▸ Requirement: Which lines in the data contain the string "positive"? List each of them in full.

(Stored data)
○ ○ ○ ○ ○ ○ ○
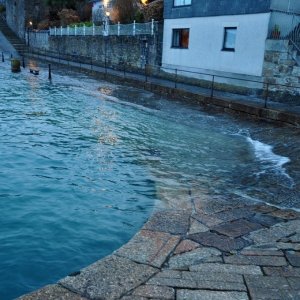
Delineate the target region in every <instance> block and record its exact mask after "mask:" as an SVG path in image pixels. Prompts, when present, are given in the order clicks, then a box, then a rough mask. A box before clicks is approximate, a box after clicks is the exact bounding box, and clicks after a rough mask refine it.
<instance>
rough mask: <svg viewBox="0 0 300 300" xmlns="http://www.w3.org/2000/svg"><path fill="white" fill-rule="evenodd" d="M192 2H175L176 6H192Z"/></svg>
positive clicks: (180, 1) (181, 0) (189, 0)
mask: <svg viewBox="0 0 300 300" xmlns="http://www.w3.org/2000/svg"><path fill="white" fill-rule="evenodd" d="M191 4H192V0H174V6H185V5H191Z"/></svg>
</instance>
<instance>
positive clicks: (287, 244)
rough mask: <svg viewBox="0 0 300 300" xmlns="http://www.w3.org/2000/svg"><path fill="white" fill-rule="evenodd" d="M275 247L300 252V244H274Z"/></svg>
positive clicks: (286, 249)
mask: <svg viewBox="0 0 300 300" xmlns="http://www.w3.org/2000/svg"><path fill="white" fill-rule="evenodd" d="M276 247H277V248H278V249H281V250H295V251H300V243H283V242H278V243H276Z"/></svg>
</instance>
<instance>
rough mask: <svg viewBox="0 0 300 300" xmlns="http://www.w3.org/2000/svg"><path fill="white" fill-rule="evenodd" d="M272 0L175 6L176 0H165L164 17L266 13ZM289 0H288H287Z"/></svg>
mask: <svg viewBox="0 0 300 300" xmlns="http://www.w3.org/2000/svg"><path fill="white" fill-rule="evenodd" d="M270 1H271V0H192V4H191V5H189V6H183V7H180V6H179V7H174V5H173V3H174V0H164V18H165V19H173V18H192V17H207V16H222V15H240V14H255V13H266V12H269V11H270ZM285 1H287V0H285Z"/></svg>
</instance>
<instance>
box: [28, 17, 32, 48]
mask: <svg viewBox="0 0 300 300" xmlns="http://www.w3.org/2000/svg"><path fill="white" fill-rule="evenodd" d="M28 25H29V26H28V27H27V46H28V48H29V46H30V43H29V29H30V28H32V21H29V23H28Z"/></svg>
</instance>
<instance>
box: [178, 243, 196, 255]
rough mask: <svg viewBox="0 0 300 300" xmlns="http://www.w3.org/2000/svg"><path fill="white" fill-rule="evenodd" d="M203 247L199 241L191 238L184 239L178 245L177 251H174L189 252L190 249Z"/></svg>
mask: <svg viewBox="0 0 300 300" xmlns="http://www.w3.org/2000/svg"><path fill="white" fill-rule="evenodd" d="M199 247H201V246H200V244H198V243H195V242H193V241H191V240H183V241H181V242H180V243H179V245H178V246H177V247H176V249H175V251H174V254H175V255H176V254H181V253H184V252H189V251H192V250H194V249H196V248H199Z"/></svg>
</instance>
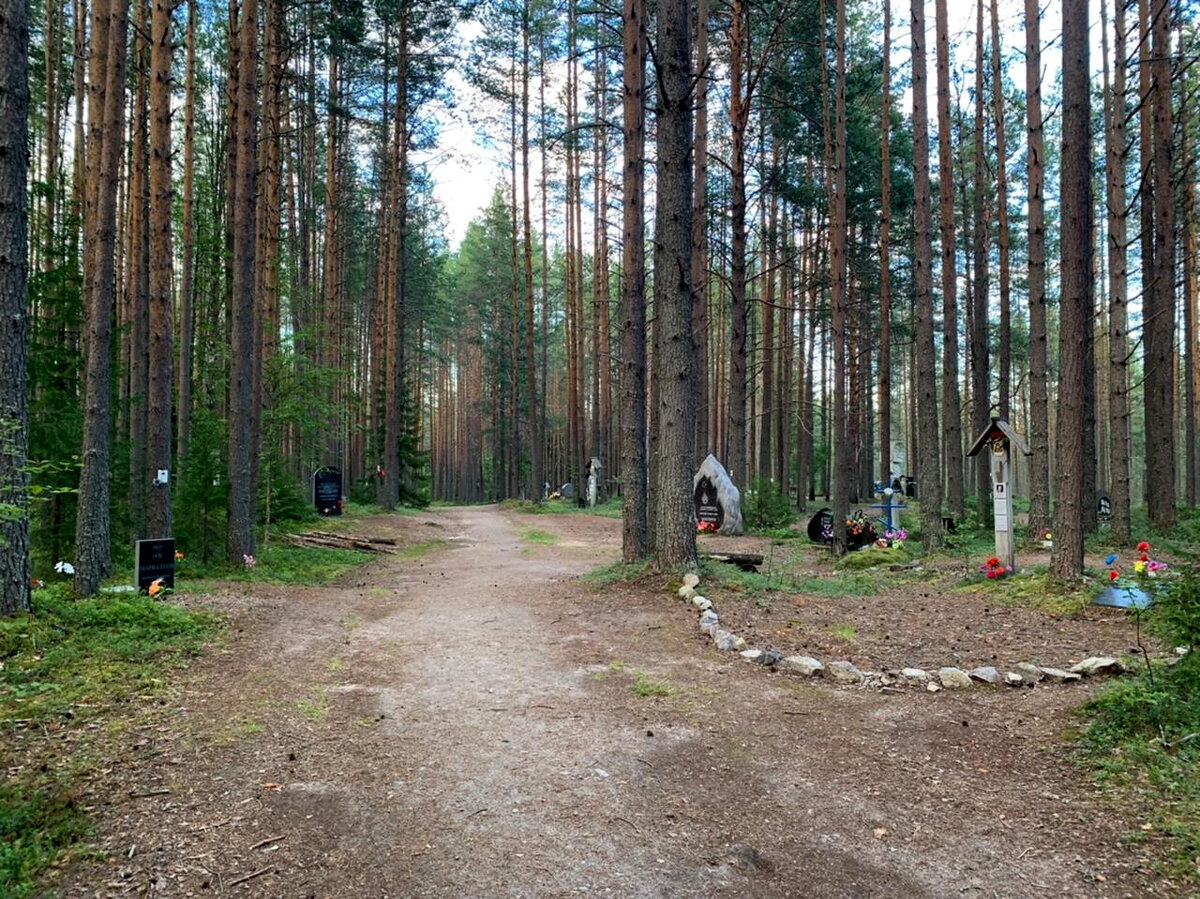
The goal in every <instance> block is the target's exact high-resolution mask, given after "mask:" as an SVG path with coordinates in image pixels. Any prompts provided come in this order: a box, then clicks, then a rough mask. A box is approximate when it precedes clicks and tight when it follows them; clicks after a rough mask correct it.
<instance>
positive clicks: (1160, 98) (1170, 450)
mask: <svg viewBox="0 0 1200 899" xmlns="http://www.w3.org/2000/svg"><path fill="white" fill-rule="evenodd" d="M1150 31H1151V34H1150V38H1151V40H1150V54H1151V55H1150V60H1148V62H1150V70H1151V94H1150V96H1148V97H1146V98H1144V101H1142V102H1145V101H1146V100H1148V101H1150V107H1151V116H1152V121H1153V152H1152V156H1151V187H1152V190H1153V220H1152V221H1153V227H1152V234H1153V245H1154V257H1153V266H1154V268H1153V274H1152V275H1151V276H1150V277H1148V278H1144V283H1146V286H1147V287H1146V290H1145V298H1146V299H1145V322H1146V324H1145V329H1144V335H1145V355H1146V362H1145V365H1146V376H1145V388H1144V400H1145V418H1146V511H1147V513H1148V514H1150V522H1151V525H1152V526H1153V527H1154V529H1156V531H1158V532H1165V531H1169V529H1170V528H1172V527H1174V526H1175V522H1176V521H1177V517H1178V515H1177V511H1176V508H1175V481H1176V475H1177V460H1176V451H1175V428H1176V424H1177V422H1176V419H1175V384H1176V378H1175V316H1176V312H1175V307H1176V300H1175V240H1176V234H1175V180H1174V172H1172V166H1174V148H1175V122H1174V113H1172V107H1171V4H1170V0H1153V2H1152V16H1151V29H1150ZM1146 61H1147V60H1144V65H1145V62H1146ZM1144 190H1145V188H1144ZM1142 227H1144V228H1145V227H1146V223H1145V222H1144V223H1142Z"/></svg>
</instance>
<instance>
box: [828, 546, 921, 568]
○ ○ ○ ○ ○ ○ ○
▸ Task answer:
positive clicks: (180, 1) (181, 0) (189, 0)
positive clicks: (287, 244)
positive clicks: (286, 249)
positive clicks: (1160, 98) (1170, 450)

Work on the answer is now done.